◆ **SET OF TASKS**
(1) Return the exact wording of the Two Bridges lawsuit article, starting with "On Friday, Councilmember" and going on through "especially after 9/11.".
(2) Supply the next part of the article about the Two Bridges towers lawsuit, picking up after its final sentence.

The City: LES and Chinatown Residents Sue To Halt New Towers in Two Bridges, Citing New NY Constitutional Right to Clean Air
Residents say they fear more pollution in an area that was hit hard by 9/11 and COVID-19 and are demanding a new environmental assessment that factors in the pandemic.
By Stephon Johnson, with additional reporting by Samantha Maldonado
As construction is slated to begin on three towers in the Two Bridges neighborhood of Lower Manhattan, a legal offense is mounting to stop it by invoking the new constitutional right in New York to “clean air and water, and a healthful environment.”
On Friday, Councilmember Christopher Marte (D-Manhattan), the Coalition to Protect Chinatown and the Lower East Side and other neighborhood residents filed a lawsuit in New York Supreme Court against the city and four property developers responsible for the construction of the Two Bridges towers, a multi-site development effort.
Bethany Li, legal director for the Asian American Legal Defense and Education Fund, which filed the lawsuit on behalf of community groups, said many who live in the area are medically vulnerable to air pollution, especially after 9/11.
“Some of the residents that we’re representing as plaintiffs have been there since then and actually have continued to experience respiratory illness and disease as a result,” Li said. “These environmental impacts, compounded post 9/11, the COVID-19 pandemic and then adding these huge 60-something, 80-story towers to the neighborhood is really just going to be a knockout punch to the neighborhood.”
The suit argues that construction of the three 60 to 80 story buildings will exacerbate environmental and health burdens the neighborhood already faces, and infringe on residents’ newly established right to clean air and a healthful environment enshrined in the New York Constitution via a ballot proposal New Yorkers approved last November.

◆ **EXCERPTED DATA**

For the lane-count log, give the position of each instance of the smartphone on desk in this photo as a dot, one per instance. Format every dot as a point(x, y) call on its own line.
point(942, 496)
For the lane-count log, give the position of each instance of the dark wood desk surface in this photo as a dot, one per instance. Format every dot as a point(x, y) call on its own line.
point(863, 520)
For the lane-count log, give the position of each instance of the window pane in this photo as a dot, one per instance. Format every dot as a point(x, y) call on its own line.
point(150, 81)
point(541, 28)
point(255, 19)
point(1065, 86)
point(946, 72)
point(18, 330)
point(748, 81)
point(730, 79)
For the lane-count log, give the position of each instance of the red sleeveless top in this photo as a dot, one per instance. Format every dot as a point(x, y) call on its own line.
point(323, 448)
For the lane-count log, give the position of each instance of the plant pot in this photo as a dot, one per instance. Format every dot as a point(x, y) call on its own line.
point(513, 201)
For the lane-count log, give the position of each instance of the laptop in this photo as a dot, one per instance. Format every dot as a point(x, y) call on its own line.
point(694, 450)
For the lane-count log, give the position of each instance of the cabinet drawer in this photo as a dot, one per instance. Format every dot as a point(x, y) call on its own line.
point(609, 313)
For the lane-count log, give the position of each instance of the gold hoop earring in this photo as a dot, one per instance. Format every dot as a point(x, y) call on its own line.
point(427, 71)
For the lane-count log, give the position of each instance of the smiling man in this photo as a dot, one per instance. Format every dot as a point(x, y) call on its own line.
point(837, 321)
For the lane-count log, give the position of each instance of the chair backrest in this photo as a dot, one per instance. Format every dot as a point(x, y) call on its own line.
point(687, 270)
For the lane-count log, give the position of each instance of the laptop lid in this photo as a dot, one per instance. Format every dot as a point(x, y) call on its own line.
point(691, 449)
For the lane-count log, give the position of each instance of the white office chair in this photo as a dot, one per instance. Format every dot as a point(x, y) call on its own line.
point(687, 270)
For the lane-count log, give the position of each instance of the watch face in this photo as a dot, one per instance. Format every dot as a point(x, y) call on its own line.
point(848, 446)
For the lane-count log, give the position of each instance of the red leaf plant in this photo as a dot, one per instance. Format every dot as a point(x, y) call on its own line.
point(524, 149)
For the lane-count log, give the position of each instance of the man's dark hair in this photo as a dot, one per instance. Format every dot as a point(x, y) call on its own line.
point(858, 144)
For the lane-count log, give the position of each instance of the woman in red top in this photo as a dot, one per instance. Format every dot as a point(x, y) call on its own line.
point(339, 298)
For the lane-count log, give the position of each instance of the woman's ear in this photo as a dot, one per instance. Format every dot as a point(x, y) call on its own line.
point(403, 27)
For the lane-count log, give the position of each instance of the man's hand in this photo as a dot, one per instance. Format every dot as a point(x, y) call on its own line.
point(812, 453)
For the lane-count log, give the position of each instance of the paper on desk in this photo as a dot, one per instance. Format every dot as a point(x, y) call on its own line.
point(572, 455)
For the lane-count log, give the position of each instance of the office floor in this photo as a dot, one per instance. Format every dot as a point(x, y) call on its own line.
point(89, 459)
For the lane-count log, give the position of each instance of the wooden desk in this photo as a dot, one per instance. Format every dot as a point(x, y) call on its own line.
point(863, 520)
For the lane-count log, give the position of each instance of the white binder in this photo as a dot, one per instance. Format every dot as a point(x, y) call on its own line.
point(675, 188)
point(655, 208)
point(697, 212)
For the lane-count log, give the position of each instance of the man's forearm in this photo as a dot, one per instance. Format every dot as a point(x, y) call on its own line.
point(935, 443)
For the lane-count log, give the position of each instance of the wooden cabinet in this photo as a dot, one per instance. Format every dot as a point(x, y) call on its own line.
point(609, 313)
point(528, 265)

◆ **RESPONSES BY ITEM NUMBER**
(1)
On Friday, Councilmember Christopher Marte (D-Manhattan), the Coalition to Protect Chinatown and the Lower East Side and other neighborhood residents filed a lawsuit in New York Supreme Court against the city and four property developers responsible for the construction of the Two Bridges towers, a multi-site development effort.
Bethany Li, legal director for the Asian American Legal Defense and Education Fund, which filed the lawsuit on behalf of community groups, said many who live in the area are medically vulnerable to air pollution, especially after 9/11.

(2)
Marte, the local Council member, said that he is ready to take the Green Amendment out for a test drive.
“We’re excited to file this lawsuit,” he told THE CITY. “Tenants, residents, advocates have been organizing against these luxury towers for some time now, and…voters voted in the last New York state ballot for greater protection when it comes to clean air.
He added: “In this area there’s already a lot of climate injustice and a lot of racism when it comes to what gets developed and what gets filled and what gets repaired.”
Responding to concerns that the suit could create a new legal pathway for NIMBY or “Not in My Back Yard” actors across the city to block new developments, Stuart Sia, spokesman for the Asian American Legal Defense and Education Fund, said that’s a misreading of the term.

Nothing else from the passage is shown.